BEGIN

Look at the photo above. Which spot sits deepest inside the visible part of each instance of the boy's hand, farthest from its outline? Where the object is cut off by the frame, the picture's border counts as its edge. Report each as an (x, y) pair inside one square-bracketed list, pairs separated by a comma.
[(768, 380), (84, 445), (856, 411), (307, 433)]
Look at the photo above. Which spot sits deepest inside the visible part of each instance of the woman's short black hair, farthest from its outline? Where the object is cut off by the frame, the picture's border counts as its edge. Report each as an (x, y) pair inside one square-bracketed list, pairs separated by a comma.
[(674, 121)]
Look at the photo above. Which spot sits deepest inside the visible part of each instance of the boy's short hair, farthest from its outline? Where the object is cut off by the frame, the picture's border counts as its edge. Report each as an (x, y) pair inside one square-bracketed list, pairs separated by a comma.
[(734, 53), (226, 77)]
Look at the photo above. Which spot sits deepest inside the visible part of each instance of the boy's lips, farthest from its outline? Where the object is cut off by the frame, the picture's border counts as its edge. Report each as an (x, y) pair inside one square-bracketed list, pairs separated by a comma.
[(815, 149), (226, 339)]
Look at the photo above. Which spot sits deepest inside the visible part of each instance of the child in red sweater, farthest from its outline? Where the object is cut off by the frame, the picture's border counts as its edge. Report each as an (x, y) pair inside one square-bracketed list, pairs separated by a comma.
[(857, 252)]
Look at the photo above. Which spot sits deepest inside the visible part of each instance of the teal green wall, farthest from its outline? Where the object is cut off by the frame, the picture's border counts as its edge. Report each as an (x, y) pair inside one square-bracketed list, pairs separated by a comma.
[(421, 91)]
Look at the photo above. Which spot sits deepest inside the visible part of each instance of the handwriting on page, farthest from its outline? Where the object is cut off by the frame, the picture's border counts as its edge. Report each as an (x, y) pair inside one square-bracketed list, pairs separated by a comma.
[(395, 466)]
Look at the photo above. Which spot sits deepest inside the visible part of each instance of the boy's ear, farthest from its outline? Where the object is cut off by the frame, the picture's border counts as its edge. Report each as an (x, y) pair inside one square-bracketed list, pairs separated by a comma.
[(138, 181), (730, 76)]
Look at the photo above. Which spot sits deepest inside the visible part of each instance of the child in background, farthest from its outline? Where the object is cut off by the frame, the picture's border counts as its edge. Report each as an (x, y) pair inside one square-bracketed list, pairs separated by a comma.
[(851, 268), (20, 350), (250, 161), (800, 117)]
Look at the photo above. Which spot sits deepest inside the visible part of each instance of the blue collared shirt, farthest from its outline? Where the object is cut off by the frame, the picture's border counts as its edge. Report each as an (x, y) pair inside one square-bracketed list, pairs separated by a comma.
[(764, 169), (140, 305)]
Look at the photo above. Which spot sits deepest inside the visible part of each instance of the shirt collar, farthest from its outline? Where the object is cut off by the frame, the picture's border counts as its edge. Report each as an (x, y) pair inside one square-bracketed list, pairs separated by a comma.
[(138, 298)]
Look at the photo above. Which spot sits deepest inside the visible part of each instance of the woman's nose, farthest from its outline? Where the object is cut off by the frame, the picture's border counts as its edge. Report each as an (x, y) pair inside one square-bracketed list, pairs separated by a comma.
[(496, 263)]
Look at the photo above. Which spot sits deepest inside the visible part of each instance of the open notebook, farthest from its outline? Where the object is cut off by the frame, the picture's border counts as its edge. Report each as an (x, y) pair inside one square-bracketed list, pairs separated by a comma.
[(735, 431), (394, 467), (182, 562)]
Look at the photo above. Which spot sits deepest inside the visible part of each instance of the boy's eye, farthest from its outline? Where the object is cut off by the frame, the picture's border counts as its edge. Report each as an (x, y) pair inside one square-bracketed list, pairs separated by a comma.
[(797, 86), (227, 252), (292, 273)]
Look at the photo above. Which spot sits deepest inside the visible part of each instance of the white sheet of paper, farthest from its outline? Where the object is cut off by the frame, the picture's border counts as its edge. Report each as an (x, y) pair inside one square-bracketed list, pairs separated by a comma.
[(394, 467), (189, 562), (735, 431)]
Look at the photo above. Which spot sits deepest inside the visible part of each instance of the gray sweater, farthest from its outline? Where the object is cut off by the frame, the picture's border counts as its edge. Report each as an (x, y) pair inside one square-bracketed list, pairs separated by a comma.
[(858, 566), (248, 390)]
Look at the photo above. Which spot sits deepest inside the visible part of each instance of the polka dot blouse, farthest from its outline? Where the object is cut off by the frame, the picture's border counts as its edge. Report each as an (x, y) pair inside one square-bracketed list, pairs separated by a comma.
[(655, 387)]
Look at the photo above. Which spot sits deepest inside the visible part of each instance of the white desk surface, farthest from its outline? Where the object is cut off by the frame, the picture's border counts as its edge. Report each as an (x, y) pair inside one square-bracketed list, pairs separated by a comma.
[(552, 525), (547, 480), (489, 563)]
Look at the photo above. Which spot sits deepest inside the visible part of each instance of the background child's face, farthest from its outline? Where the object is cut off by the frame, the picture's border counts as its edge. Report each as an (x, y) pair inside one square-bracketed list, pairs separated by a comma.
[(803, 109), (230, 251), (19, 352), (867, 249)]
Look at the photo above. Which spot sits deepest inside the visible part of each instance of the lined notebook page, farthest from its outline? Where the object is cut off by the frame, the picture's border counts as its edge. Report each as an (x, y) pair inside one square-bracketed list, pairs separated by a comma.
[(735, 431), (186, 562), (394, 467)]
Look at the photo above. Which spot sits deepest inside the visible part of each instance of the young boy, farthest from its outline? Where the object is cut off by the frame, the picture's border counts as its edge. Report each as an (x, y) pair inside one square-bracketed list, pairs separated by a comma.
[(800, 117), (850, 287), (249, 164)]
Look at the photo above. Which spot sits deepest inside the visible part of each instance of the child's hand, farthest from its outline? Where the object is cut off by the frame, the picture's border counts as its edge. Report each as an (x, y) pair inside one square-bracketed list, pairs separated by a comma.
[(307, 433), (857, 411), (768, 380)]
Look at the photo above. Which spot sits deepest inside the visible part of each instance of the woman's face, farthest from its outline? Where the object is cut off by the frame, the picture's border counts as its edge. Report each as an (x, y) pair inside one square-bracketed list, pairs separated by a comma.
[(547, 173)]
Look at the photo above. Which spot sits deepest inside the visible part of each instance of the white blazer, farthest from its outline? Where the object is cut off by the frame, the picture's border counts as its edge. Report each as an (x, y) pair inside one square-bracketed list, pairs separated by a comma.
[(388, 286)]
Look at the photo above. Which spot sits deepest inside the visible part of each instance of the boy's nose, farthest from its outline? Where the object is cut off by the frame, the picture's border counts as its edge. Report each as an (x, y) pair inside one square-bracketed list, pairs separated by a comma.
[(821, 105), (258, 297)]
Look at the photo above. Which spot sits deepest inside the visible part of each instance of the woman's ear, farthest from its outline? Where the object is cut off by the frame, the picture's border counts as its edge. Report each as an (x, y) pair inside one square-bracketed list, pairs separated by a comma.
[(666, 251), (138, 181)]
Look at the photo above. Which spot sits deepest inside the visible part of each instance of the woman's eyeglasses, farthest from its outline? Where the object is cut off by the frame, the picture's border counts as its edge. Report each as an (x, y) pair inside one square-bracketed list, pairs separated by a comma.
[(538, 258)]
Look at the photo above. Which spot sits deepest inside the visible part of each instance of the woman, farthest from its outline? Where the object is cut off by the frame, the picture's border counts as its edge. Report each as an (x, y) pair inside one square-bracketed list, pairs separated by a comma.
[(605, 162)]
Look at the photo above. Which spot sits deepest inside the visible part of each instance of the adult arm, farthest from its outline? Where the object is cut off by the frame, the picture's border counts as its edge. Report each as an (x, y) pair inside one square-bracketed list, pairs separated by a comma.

END

■ WHAT TO WORK ON:
Repeat the material in full, exactly as it reads.

■ RESPONSE AREA:
Look at the photo above. Which spot sits deepest inside the visible part of each instance of the boy's hand, farthest from its outline? Where the object is cut off by the frame, the picture's border counts as its edge. Report each as an (x, y) pair inside one square-bracketed list, pairs separated by a comma.
[(768, 380), (84, 445), (856, 411), (307, 433)]
Look at the photo above. Which spot sits deepest inside the visible part of each instance of the woman's short black hair, farthest from its outline? Where the object is cut off by the frame, the picture's border counts as its edge. Report each as an (x, y) pair inside one square-bracketed list, pairs separated by a comma.
[(674, 121)]
Look at the photo above. Which spot sits deepest inside the visible part of each instance of the boy's short hair, farthest from its outline? Where the object is cut off by the frame, the picture's border counts as its edge. Report each as an (x, y) pair inside one square-bracketed list, pairs separated by a comma.
[(734, 53), (226, 77)]
Look at the photo above. Which spot sits deepest inside the visible part of each instance of the boy's lips, farthest from its outline? Where the object is cut off by the frame, the picture's border counts as its edge. Report each as an (x, y) pair inside one square-bracketed list, pairs separated by a comma.
[(815, 149), (226, 339)]
Look at the photo above. Which spot sits deepest inside the visible part of each instance of the child in red sweater, farthest from its outline? Where the object is cut off by the frame, the picture's border counts as its edge. Report each as an (x, y) pair inside one square-bracketed list, pairs separated by a comma.
[(857, 252)]
Look at the photo above. Which spot sits deepest inside the visible part of each instance of the teal green wall, farthest from its outline? Where the object is cut off by the frame, the picture's border counts as its edge. Report each as an (x, y) pair inside one square-bracketed list, pairs separated by a comma.
[(421, 91)]
Look at the photo above. Which spot sits deepest inside the visible part of each instance of the handwriting on page, farthest from its outline? Where the object is cut off by the frame, the picture's border counts as its edge. Report each as an (x, y) pair inside one square-bracketed list, pairs separated by a comma.
[(395, 466)]
Look at the photo above. Which spot sits deepest inside the visible part of each instance of the boy's ear, farthest from its outline? Where the object is cut off by the frame, the picture's border counts as its edge. Report each as an (x, y) pair inside one square-bracketed list, pairs separated by a comma.
[(138, 181), (730, 76)]
Look at the photo above. Which spot sits deepest inside the visible part of each instance of the child in background, farthest from its outline? Where the object is cut off by the frame, the picture's border counts as its edge. Report each as an (x, y) pair inside one square-bracketed list, pairs separated by a comma.
[(851, 268), (20, 350), (250, 161), (800, 117)]
Look at the photo above. Which spot sits deepest inside the visible part of each instance of the blue collared shirt, farthest from its outline? Where the object is cut off by the frame, the picture's border counts as its edge. Report each as an (x, y) pair inside one square-bracketed list, pairs separated by a comma.
[(764, 169), (140, 305)]
Look at the photo above. Which spot sits deepest inside the visible part of each instance of the shirt collar, farthest from its outline? Where the object is cut off by the frame, the picture's border counts as its edge. Report each as an (x, y) pair inside one square-bracketed list, pairs separated by a comma.
[(138, 298)]
Look at the photo above. Which spot sits deepest inside the visible part of each instance of the woman's nose, farthest from its outline? Where the object is cut off by the frame, the picture's border counts as its edge. Report each as an (x, y) pair inside one square-bracketed list, pairs separated by a comma.
[(496, 263)]
Look at the photo above. Which spot sits deepest inside the visible part of each instance of the open notebook, farthest from its outline? Where the object is cut off by the frame, the picture's border counts as its edge. Report each as an (x, y) pair inside one square-bracketed list, pairs separated by a comma.
[(735, 431), (394, 467), (182, 562)]
Look at the photo above. Which spot sits deepest inside the visible part of each instance of the boy's eye, farthest from its outline? Where the object is cut off by the frame, the picture's border counts as its edge. Report each as an (x, y) pair inside one square-bracketed list, pairs separated by a comma.
[(797, 86), (227, 252), (292, 273)]
Look at the photo above. Which spot sits deepest inside the visible part of each instance of the white sheet of paper, farthest from its outline? Where the object is cut off by the frame, the picture's border counts as its edge. Report each as an (x, y) pair inside one square-bracketed list, pairs separated by a comma.
[(394, 467), (189, 562), (735, 431)]
Look at the photo above. Which spot sits deepest inside the visible part of each instance of the gray sweater, farthest from its outline? Where the object is cut off by the frame, the picture's border counts as its edge. Report each as an (x, y) pair inside one square-bracketed list, pairs separated by a comma.
[(858, 566), (248, 390)]
Look at the photo above. Which spot sits deepest inside the visible part of each instance of the polka dot blouse, farthest from its outline? Where the object is cut off by the frame, the picture's border counts as its edge. Report each as an (x, y) pair inside one square-bracketed list, pairs separated by a comma.
[(655, 387)]
Look at the photo above. Which spot sits deepest inside the visible part of each instance of the white desk surface, farthest from its outline? Where the object is cut off by the frame, the picture's border counts as its edge. Report each as an (x, y) pair inside one square-bracketed list, pairs separated by a comma.
[(552, 525), (547, 480), (489, 563)]
Look at the photo above. Which spot sits deepest inside the visible part of each instance of the background child's face, farthest from its outline? Where the object is cut off by the frame, the picture's border counts as its edge. Report each as an (x, y) pair inside one square-bracketed list, pairs separated by a comma.
[(803, 109), (230, 251), (19, 352), (867, 249)]
Look at the photo above. Which spot sits deepest inside the visible part of each instance of the lined notebook page, farthest from its outline? Where the object is cut off by the frame, the picture's border counts as its edge. Report each as an (x, y) pair inside one square-bracketed list, pairs separated by a comma.
[(735, 431), (186, 562), (394, 467)]
Look at the photo above. Which spot sits deepest inside the visible part of each instance of the young boy, farthest from its outline? Where the object is cut off by the frame, the picture's border counts as its edge. Report each as an (x, y) pair inside one square-bracketed list, pairs separated by a comma.
[(800, 117), (850, 287), (249, 164)]
Look at the photo above. Which spot sits deepest inside the visible part of each instance of the child's hand, farthest from its outline? Where the object is cut off by the frame, the picture's border counts as its edge. Report each as an (x, y) pair inside one square-bracketed list, pairs separated by a comma.
[(307, 433), (857, 411), (768, 380)]
Look at the photo above. Which spot sits deepest inside the visible part of each instance of the woman's face, farthest from its outline? Where the object is cut off by the frame, the picture's border counts as its edge. Report each as an (x, y) pair inside one square-bracketed list, pairs separated by a comma.
[(547, 173)]
Look at the photo above. Which spot sits deepest inside the visible part of each instance of the white blazer, farthest from its outline? Where the object is cut off by the frame, the picture's border counts as its edge. Report each as an (x, y) pair inside one square-bracketed list, pairs separated by a comma.
[(388, 286)]
Look at the photo above. Which spot sits deepest inside the visible part of each instance of the boy's nose, farthest from its outline? Where the object is cut off by the frame, the picture's border counts as its edge. Report each as an (x, y) pair inside one square-bracketed list, pairs separated by a comma.
[(821, 105), (258, 297)]
Look at the photo above. Which spot sits deepest inside the visible part of each instance of the woman's ear, farthest from its outline? Where the object is cut off by the frame, the picture's border counts as its edge. Report each as an (x, y) pair inside one square-bracketed list, pairs separated by a comma.
[(666, 251), (138, 181)]
Look at the photo above. Which spot sits deepest inside the visible part of each instance of the woman's eyeglasses, farthest from its outline? Where the object is cut off by the frame, the picture's border counts as its edge. Report each as an (x, y) pair inside one square-bracketed list, pairs separated by a comma.
[(538, 258)]
Look at the photo above. Which spot sits deepest inside the visible part of each instance of the woman, farthest from its outline? Where the object is cut off by the frame, the picture's border counts as its edge. Report each as an (x, y) pair inside one square-bracketed list, pairs separated by a comma.
[(605, 162)]
Look at the photo above. Which spot sits deepest inside the visible part of each instance of the adult arm, farthest from its outline? Where the object is cut off by the frame, the picture's border counts as its edge. Report each as an (x, y) pair inside one square-bracketed list, pairs separated by a comma.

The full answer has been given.